TRY IT –
Output the stretch of lines from the start through the line containing "box: [106, 63, 322, 266]", both ends included, and reproduce them verbatim. Omit the pictures from the output.

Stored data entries
————
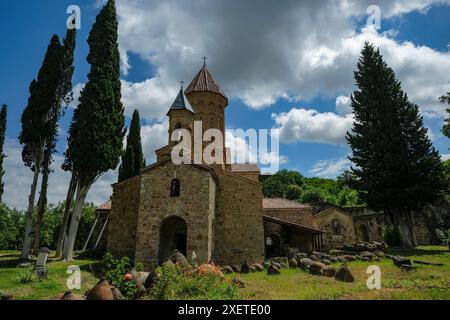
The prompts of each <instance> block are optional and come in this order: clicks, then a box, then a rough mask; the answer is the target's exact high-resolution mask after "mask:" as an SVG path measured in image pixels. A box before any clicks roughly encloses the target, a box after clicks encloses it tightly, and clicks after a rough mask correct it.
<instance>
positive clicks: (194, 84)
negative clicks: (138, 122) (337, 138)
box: [106, 63, 322, 266]
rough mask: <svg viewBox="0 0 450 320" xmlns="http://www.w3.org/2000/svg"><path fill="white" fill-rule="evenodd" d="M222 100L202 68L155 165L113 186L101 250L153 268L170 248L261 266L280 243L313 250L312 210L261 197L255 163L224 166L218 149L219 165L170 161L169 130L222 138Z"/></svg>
mask: <svg viewBox="0 0 450 320" xmlns="http://www.w3.org/2000/svg"><path fill="white" fill-rule="evenodd" d="M227 105H228V99H227V97H226V95H225V93H224V92H223V91H222V89H221V87H220V86H219V85H218V83H217V82H216V81H215V80H214V78H213V77H212V75H211V73H210V72H209V71H208V69H207V66H206V63H205V64H204V65H203V67H202V68H201V70H200V71H199V72H198V74H197V75H196V76H195V77H194V79H193V81H192V82H191V83H190V85H189V86H188V87H187V89H186V90H185V91H184V92H183V88H182V89H181V90H180V92H179V94H178V96H177V97H176V99H175V101H174V103H173V104H172V106H170V108H168V109H169V111H168V113H167V116H168V117H169V141H168V144H167V145H166V146H165V147H163V148H161V149H159V150H157V151H156V155H157V161H156V163H154V164H153V165H150V166H148V167H146V168H144V169H143V170H142V171H141V173H140V175H139V176H137V177H134V178H131V179H129V180H126V181H123V182H121V183H117V184H115V185H113V196H112V198H111V202H110V204H109V206H110V211H109V217H108V220H109V222H108V230H107V233H106V237H107V240H106V243H107V250H108V251H109V252H111V253H112V254H114V255H116V256H129V257H130V258H132V259H134V261H136V262H141V263H144V264H145V265H147V266H155V265H157V264H159V263H162V262H163V261H165V259H167V258H168V257H169V256H170V254H171V252H172V251H173V250H174V249H178V250H179V251H181V252H182V253H184V254H185V255H186V256H187V257H188V259H190V258H191V256H192V254H193V253H194V252H195V255H196V256H197V258H198V261H199V262H207V261H210V260H213V261H215V262H216V263H220V264H233V263H237V264H240V263H242V262H244V261H248V262H249V263H255V262H262V261H264V259H265V257H266V256H276V255H280V254H281V252H280V251H281V246H282V245H281V243H280V241H281V240H280V237H281V235H283V239H287V241H286V240H284V241H283V242H284V244H285V245H288V246H292V247H296V248H300V249H302V250H305V251H312V250H315V249H317V250H319V249H320V246H321V234H322V232H321V231H320V230H318V229H316V228H314V226H313V223H312V215H313V214H312V213H313V211H312V209H311V207H310V206H307V205H303V204H299V203H296V202H292V201H288V200H284V199H263V195H262V185H261V183H260V182H259V177H260V169H259V167H258V166H257V165H256V164H231V163H229V162H230V161H229V160H230V159H229V154H230V152H229V150H228V149H227V148H225V146H224V144H222V145H221V146H220V148H219V152H220V153H223V157H224V158H225V161H224V163H223V164H213V165H205V164H196V163H192V164H181V165H176V164H174V163H173V162H172V160H171V150H172V149H173V148H174V146H175V142H172V141H170V137H171V136H172V133H173V132H174V130H177V129H186V130H188V131H189V132H192V131H193V125H194V121H201V122H202V124H203V127H202V129H203V132H205V131H206V130H208V129H210V128H215V129H218V130H220V131H221V132H222V134H223V137H225V109H226V108H227Z"/></svg>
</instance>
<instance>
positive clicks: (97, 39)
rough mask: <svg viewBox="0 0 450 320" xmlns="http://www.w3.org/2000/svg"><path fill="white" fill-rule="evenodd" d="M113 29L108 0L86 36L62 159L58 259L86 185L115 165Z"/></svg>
mask: <svg viewBox="0 0 450 320" xmlns="http://www.w3.org/2000/svg"><path fill="white" fill-rule="evenodd" d="M117 29H118V23H117V14H116V5H115V1H114V0H109V1H108V2H107V3H106V5H105V6H104V7H103V9H102V10H101V12H100V13H99V14H98V16H97V18H96V21H95V23H94V25H93V27H92V30H91V32H90V34H89V37H88V44H89V47H90V52H89V55H88V57H87V61H88V62H89V64H90V65H91V70H90V72H89V74H88V81H87V83H86V86H85V87H84V89H83V91H82V93H81V97H80V103H79V105H78V108H77V109H76V110H75V111H74V116H73V119H72V123H71V126H70V129H69V138H68V146H69V149H68V150H67V152H66V164H67V165H69V166H71V167H72V173H73V174H74V175H75V179H76V181H77V187H76V196H75V203H74V210H73V213H72V217H71V222H70V227H69V233H68V237H67V240H66V241H65V243H64V252H63V258H64V259H65V260H68V261H70V260H72V259H73V258H72V253H73V248H74V244H75V238H76V234H77V230H78V224H79V221H80V217H81V209H82V207H83V204H84V201H85V199H86V196H87V194H88V191H89V189H90V187H91V186H92V184H93V183H94V182H95V181H96V180H97V179H98V178H99V177H101V176H102V175H103V174H104V173H105V172H107V171H108V170H111V169H115V168H116V167H117V165H118V163H119V160H120V155H121V154H122V147H123V143H122V141H123V138H124V136H125V130H124V122H125V119H124V114H123V111H124V110H123V106H122V103H121V101H120V100H121V92H120V89H121V83H120V57H119V50H118V44H117V37H118V35H117Z"/></svg>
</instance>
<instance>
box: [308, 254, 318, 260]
mask: <svg viewBox="0 0 450 320" xmlns="http://www.w3.org/2000/svg"><path fill="white" fill-rule="evenodd" d="M309 258H310V259H311V260H312V261H319V258H317V256H315V255H314V254H310V255H309Z"/></svg>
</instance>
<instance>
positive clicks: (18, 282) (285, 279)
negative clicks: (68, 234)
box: [0, 246, 450, 300]
mask: <svg viewBox="0 0 450 320" xmlns="http://www.w3.org/2000/svg"><path fill="white" fill-rule="evenodd" d="M389 251H390V252H389V253H391V254H400V255H404V256H408V257H410V258H411V260H424V261H430V262H439V263H444V266H427V265H418V264H415V266H417V270H415V271H408V272H405V271H402V270H400V269H399V268H397V267H396V266H394V264H393V262H392V260H390V259H386V260H383V261H380V262H378V261H377V262H350V263H349V264H348V265H349V267H350V269H351V271H352V273H353V275H354V276H355V279H356V281H355V282H354V283H342V282H338V281H336V280H334V278H326V277H322V276H313V275H310V274H308V273H306V272H304V271H302V270H300V269H283V270H282V272H281V275H276V276H267V274H266V272H261V273H251V274H247V275H241V279H242V280H243V281H244V283H245V288H242V289H239V298H241V299H249V300H253V299H289V300H295V299H446V300H449V299H450V254H449V253H448V248H447V247H436V246H428V247H417V248H415V249H411V250H399V249H392V250H389ZM18 257H19V252H12V251H0V293H2V294H12V295H13V296H14V298H15V299H28V300H29V299H52V298H54V297H55V296H56V295H58V294H60V293H63V292H65V291H66V290H67V287H66V281H67V277H68V276H69V275H68V274H67V273H66V271H67V267H68V266H69V265H78V266H80V268H81V270H82V289H81V290H79V291H74V292H76V293H81V294H83V293H84V292H86V291H87V290H88V289H90V288H92V286H93V285H95V283H96V282H97V281H98V276H99V275H98V274H96V273H95V272H94V270H98V268H96V266H97V267H98V261H96V260H87V259H81V260H76V261H74V262H72V263H67V262H60V261H52V260H51V259H50V261H49V262H48V265H47V266H48V274H49V277H48V279H47V280H42V281H40V282H33V283H28V284H22V283H20V281H19V276H20V274H21V273H23V272H24V269H20V268H17V267H16V266H17V265H18V263H19V260H18ZM372 264H375V265H378V266H380V268H381V285H382V288H381V290H369V289H368V288H367V286H366V280H367V277H368V274H366V270H367V267H368V266H369V265H372ZM336 267H338V265H336ZM235 276H236V275H228V276H227V281H229V280H231V279H232V278H233V277H235Z"/></svg>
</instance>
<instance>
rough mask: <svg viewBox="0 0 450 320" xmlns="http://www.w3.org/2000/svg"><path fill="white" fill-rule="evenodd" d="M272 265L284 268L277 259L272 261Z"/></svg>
mask: <svg viewBox="0 0 450 320" xmlns="http://www.w3.org/2000/svg"><path fill="white" fill-rule="evenodd" d="M272 265H273V266H275V267H277V268H278V269H281V268H283V266H282V265H281V264H280V263H278V262H275V261H273V262H272Z"/></svg>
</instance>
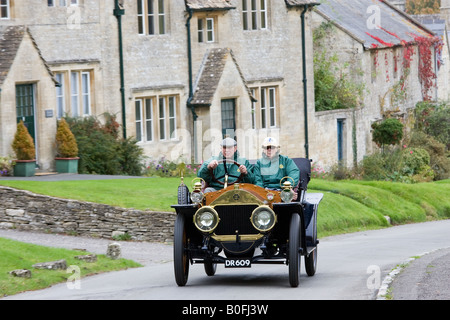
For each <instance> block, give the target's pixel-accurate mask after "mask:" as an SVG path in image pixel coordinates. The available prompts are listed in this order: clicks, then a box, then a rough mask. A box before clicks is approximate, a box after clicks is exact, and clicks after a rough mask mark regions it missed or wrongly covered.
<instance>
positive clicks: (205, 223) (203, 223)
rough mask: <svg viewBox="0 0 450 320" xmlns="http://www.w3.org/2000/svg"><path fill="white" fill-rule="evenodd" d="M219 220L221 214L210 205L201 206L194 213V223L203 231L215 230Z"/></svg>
mask: <svg viewBox="0 0 450 320" xmlns="http://www.w3.org/2000/svg"><path fill="white" fill-rule="evenodd" d="M219 221H220V219H219V214H218V213H217V211H216V210H214V209H213V208H212V207H209V206H204V207H201V208H200V209H198V210H197V212H196V213H195V215H194V224H195V226H196V227H197V229H198V230H200V231H201V232H208V233H211V232H213V231H214V229H216V227H217V225H218V224H219Z"/></svg>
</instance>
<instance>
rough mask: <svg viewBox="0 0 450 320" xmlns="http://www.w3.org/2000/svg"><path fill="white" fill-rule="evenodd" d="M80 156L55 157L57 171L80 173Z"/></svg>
mask: <svg viewBox="0 0 450 320" xmlns="http://www.w3.org/2000/svg"><path fill="white" fill-rule="evenodd" d="M79 159H80V158H55V160H56V172H58V173H78V160H79Z"/></svg>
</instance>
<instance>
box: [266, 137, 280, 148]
mask: <svg viewBox="0 0 450 320" xmlns="http://www.w3.org/2000/svg"><path fill="white" fill-rule="evenodd" d="M262 146H263V147H268V146H274V147H279V145H278V142H277V139H275V138H272V137H267V138H265V139H264V142H263V145H262Z"/></svg>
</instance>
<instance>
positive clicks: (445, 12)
mask: <svg viewBox="0 0 450 320" xmlns="http://www.w3.org/2000/svg"><path fill="white" fill-rule="evenodd" d="M441 18H442V19H445V21H446V24H447V29H449V28H450V0H441Z"/></svg>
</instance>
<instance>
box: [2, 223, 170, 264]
mask: <svg viewBox="0 0 450 320" xmlns="http://www.w3.org/2000/svg"><path fill="white" fill-rule="evenodd" d="M0 237H2V238H9V239H13V240H18V241H22V242H27V243H33V244H39V245H44V246H49V247H58V248H65V249H86V250H87V251H88V252H92V253H96V254H106V249H107V246H108V244H109V243H111V242H118V243H120V245H121V249H122V257H123V258H126V259H130V260H134V261H136V262H139V263H141V264H143V265H150V264H155V263H165V262H169V261H172V259H173V257H172V245H169V244H164V243H150V242H140V241H114V240H107V239H97V238H87V237H75V236H66V235H56V234H47V233H38V232H28V231H17V230H6V229H0Z"/></svg>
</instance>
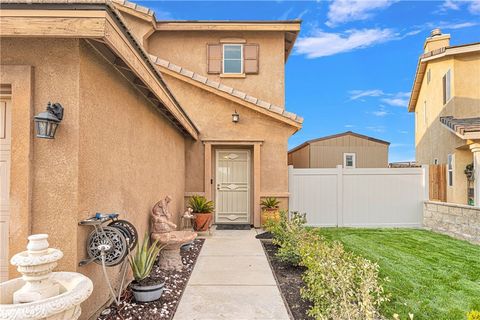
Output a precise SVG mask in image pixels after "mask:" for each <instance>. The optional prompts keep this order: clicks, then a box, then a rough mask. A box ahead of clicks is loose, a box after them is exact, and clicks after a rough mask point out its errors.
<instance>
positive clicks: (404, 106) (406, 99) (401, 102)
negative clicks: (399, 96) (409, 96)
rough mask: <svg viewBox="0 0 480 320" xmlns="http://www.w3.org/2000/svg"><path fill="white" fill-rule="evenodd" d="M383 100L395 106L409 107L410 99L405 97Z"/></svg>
mask: <svg viewBox="0 0 480 320" xmlns="http://www.w3.org/2000/svg"><path fill="white" fill-rule="evenodd" d="M382 102H384V103H386V104H388V105H391V106H394V107H405V108H406V107H407V105H408V99H405V98H383V99H382Z"/></svg>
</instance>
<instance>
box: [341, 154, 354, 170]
mask: <svg viewBox="0 0 480 320" xmlns="http://www.w3.org/2000/svg"><path fill="white" fill-rule="evenodd" d="M343 167H344V168H355V167H356V164H355V153H344V154H343Z"/></svg>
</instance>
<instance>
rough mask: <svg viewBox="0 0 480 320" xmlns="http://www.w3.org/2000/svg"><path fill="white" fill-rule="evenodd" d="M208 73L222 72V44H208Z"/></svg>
————
SOLUTION TO THE EXERCISE –
The prompts of each <instance> block are optional and come in this order: clicks, then a box, then a rough mask; the answer is the target's exact high-resolution mask after "mask:" as an SVG path measured in image pixels. A box before any clicks roughly encloses the target, a box after clicks encloses it tightly, and clicks after a rough mask correct it.
<instance>
positive clicks: (194, 84)
negative clicks: (138, 122) (337, 138)
box: [106, 63, 322, 266]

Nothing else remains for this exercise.